**Selected text**
───
I am not persuaded by these submissions, whether they are viewed separately or cumulatively. The first and second submissions are interconnected. They seem to me to rest on a misunderstanding of the judgment. It is apparent from paragraph 60 (which is set out at paragraph 8, above) and from a later passage in the judgment (paragraph 87: “… the guarantees in limbs (i) and (ii) … were discharged by … the Time to Pay Agreement”) that the judge considered that limbs (i) and (ii) contained separate, albeit overlapping guarantees. He found the classification of limb (i) more difficult than limb (ii), but that is not significant in itself. The point about surplusage or otiosity cuts both ways. In given circumstances, limb (i) may render limb (ii) otiose and vice versa.
The real issue relates to limb (i). Mr Millett stops short of submitting that the language of limb (ii) imposes a primary rather than a secondary liability. However, he says that the crucial words in limb (i) are “at all times” and that they point to a primary liability to ensure that, from the execution of the Letter Agreement and throughout its duration, Ferryways would have sufficient funds to meet its liabilities under the Second Agreement, whether or not they had yet fallen due. It was an immediate and continuing obligation that was not contingent upon or secondary to any default by Ferryways. In my judgment, it is simply not possible to reach Mr Millett’s destination by focusing on the words “at all times”. Far more significant is the way in which limb (i) defines the obligation of MSCB by reference to Ferryways meeting all its “duties, commitments and liabilities entered into and/or incurred by reason of the Agreement as and when they fall due”. It is, in the hallowed words used by the judge, a “see to it” obligation: MSCB would see to it that Ferryways performed its obligations under the Second Agreement. If Ferryways could not meet its liabilities to ABP “as and when they fall due” (the primary liability), then the secondary liability of MSCB would accrue by way of guarantee. That would have been sufficient to protect ABP but for the legal significance of the subsequent Time to Pay Agreement and would still have protected it if the Letter Agreement had included the common provision found in guarantees whereby a subsequent variation or time to pay agreement between the creditor and the debtor is expressed not to discharge the surety. However, such a provision was absent from the Letter Agreement. It is stated in Chitty on Contracts (at paragraph 44-099):
“… in practice any well-drawn contract of suretyship will nowadays expressly permit variation of the obligations or the giving of time, without discharging the surety.”
───
**Dataset**
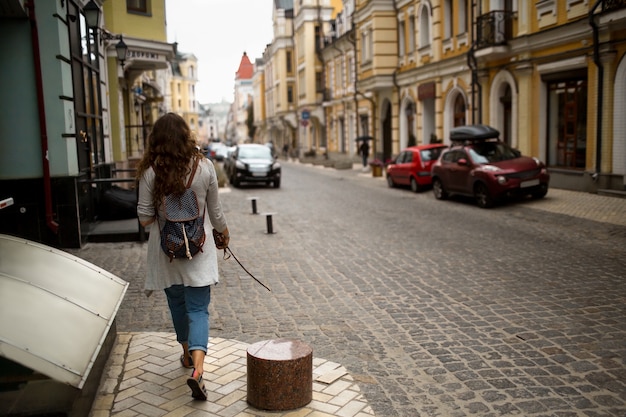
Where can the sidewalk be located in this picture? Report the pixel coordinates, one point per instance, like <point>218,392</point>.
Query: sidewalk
<point>144,378</point>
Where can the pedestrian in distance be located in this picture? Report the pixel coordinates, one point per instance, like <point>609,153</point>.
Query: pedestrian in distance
<point>171,164</point>
<point>364,149</point>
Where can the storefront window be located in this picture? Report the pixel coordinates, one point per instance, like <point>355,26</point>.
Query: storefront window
<point>567,123</point>
<point>85,51</point>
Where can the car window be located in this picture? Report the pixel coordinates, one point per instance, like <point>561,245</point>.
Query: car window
<point>454,156</point>
<point>430,154</point>
<point>259,152</point>
<point>486,152</point>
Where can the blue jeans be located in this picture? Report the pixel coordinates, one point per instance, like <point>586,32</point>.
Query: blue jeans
<point>189,307</point>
───
**Task requirements**
1. Quote the judgment excerpt between "I am not persuaded" and "and vice versa.", inclusive.
2. Which paragraph of Chitty on Contracts does the judgment excerpt cite?
This material has no connection to the judgment excerpt.

**Per-task answers**
1.
I am not persuaded by these submissions, whether they are viewed separately or cumulatively. The first and second submissions are interconnected. They seem to me to rest on a misunderstanding of the judgment. It is apparent from paragraph 60 (which is set out at paragraph 8, above) and from a later passage in the judgment (paragraph 87: “… the guarantees in limbs (i) and (ii) … were discharged by … the Time to Pay Agreement”) that the judge considered that limbs (i) and (ii) contained separate, albeit overlapping guarantees. He found the classification of limb (i) more difficult than limb (ii), but that is not significant in itself. The point about surplusage or otiosity cuts both ways. In given circumstances, limb (i) may render limb (ii) otiose and vice versa.

2. Paragraph 44-099.